• [CONSIGNE A]:
Selon le texte fourni, quel stand des éleveurs bovins ont-ils aspergé avec un extincteur et de la farine ?
• [CONSIGNE B]:
D'après le texte fourni, expliquez s'il vous plaît pourquoi les éleveurs avaient prévu de tourner le dos au président à son passage.

• [TEXTE FOURNI]:
+---+

Après son inauguration houleuse, le Salon de l'Agriculture fait bloc derrière les éleveurs
Les noms d'oiseaux lancés au président, les bousculades, le démontage du stand du ministère, personne ne cautionne mais tout le monde "comprend". Dimanche, le Salon de l'agriculture faisait bloc derrière les éleveurs confrontés à une crise profonde et prolongée.
"Connard", "fumier", "bon à rien" ont lancé samedi des éleveurs au passage du chef de l'Etat François Hollande, en lui tournant le dos pour exhiber leurs tee-shirts en deuil "Je suis éleveur - Je meurs".
Dimanche matin, Xavier Beulin, président de la puissante FNSEA a présenté des "excuses" pour cette inauguration houleuse. "Ça n'est pas respectable, ni pour la fonction, ni pour la personne", a-t-il estimé. Ajoutant toutefois que ces incidents traduisaient "tout simplement l'expression d'une colère, d'un désespoir" et que d'autres "mouvements spontanés" étaient à prévoir durant le salon.
Peu après, des éleveurs bovins ont d'ailleurs aspergé avec un extincteur et de la farine le stand de Charal, marque du groupe Bigard, numéro un de l'abattage en France, pour dénoncer sa politique de prix.
M. Beulin a également assuré n'avoir pas été averti de l'intention des membres de la FNSEA d'Ile-de-France qui ont démonté samedi le stand du ministère de l'Agriculture, poussant les CRS à intervenir.
Mais dans les allées du Hall 1 où patientent dimanche les bovins candidats au concours agricole, les éleveurs font corps avec les agitateurs d'hier. "Je regrette même qu'on ne soit pas allé plus loin", lâche Philippe, 36 ans, éleveur laitier près de Lorient.
Comme Bruno, installé à une vingtaine de km du Golfe du Morbihan, il arbore le tee-shirt avec le macaron "Eleveurs - Etat d'urgence" sur la poitrine et côté dos le slogan "Je meurs". Celui qu'ils voulaient montrer au président samedi.
"Comme lui tourne le dos aux agriculteurs", souligne Bruno, "on avait prévu une simple haie d'honneur, dos tourné à son passage, mais le service d'ordre était tellement important, ils nous ont repoussés, on ne pouvait plus bouger" accuse-t-il.
"J'aurais voulu qu'on bloque Hollande, l'obliger à écouter ce que c'est de vivre avec moins que le smic. Il n'en a aucune idée" reprend Philippe.

+---+

• [LIGNES AFFICHÉES]:
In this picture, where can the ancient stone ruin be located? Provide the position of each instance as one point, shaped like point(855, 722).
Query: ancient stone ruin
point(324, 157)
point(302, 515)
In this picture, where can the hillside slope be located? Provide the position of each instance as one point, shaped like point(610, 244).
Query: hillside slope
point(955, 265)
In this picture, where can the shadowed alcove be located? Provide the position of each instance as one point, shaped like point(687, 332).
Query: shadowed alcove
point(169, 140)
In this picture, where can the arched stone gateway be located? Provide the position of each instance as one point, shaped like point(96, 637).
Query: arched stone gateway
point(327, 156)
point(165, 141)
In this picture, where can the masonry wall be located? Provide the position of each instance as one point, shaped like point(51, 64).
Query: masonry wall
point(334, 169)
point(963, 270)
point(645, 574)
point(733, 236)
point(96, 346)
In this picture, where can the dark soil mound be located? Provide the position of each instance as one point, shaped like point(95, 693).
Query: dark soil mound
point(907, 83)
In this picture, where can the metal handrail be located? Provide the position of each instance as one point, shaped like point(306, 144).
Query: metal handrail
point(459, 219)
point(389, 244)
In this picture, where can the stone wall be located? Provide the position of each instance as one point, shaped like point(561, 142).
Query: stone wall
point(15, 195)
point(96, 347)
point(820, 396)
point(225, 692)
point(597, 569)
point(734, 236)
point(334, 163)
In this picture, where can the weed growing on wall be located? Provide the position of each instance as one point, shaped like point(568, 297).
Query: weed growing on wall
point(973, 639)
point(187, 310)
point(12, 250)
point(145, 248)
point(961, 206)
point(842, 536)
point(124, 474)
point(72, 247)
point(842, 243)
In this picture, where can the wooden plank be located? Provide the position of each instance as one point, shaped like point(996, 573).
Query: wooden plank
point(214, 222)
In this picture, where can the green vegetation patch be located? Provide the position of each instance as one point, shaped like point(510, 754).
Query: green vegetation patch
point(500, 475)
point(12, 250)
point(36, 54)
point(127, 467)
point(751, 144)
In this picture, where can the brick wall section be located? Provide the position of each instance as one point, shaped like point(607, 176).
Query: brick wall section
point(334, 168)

+---+

• [RÉPONSE A]:
Le stand de Charal, marque du groupe Bigard.

• [RÉPONSE B]:
Selon Bruno, c'était parce que le président tourne lui-même le dos aux agriculteurs. Ils avaient donc prévu une simple haie d'honneur, dos tourné à son passage.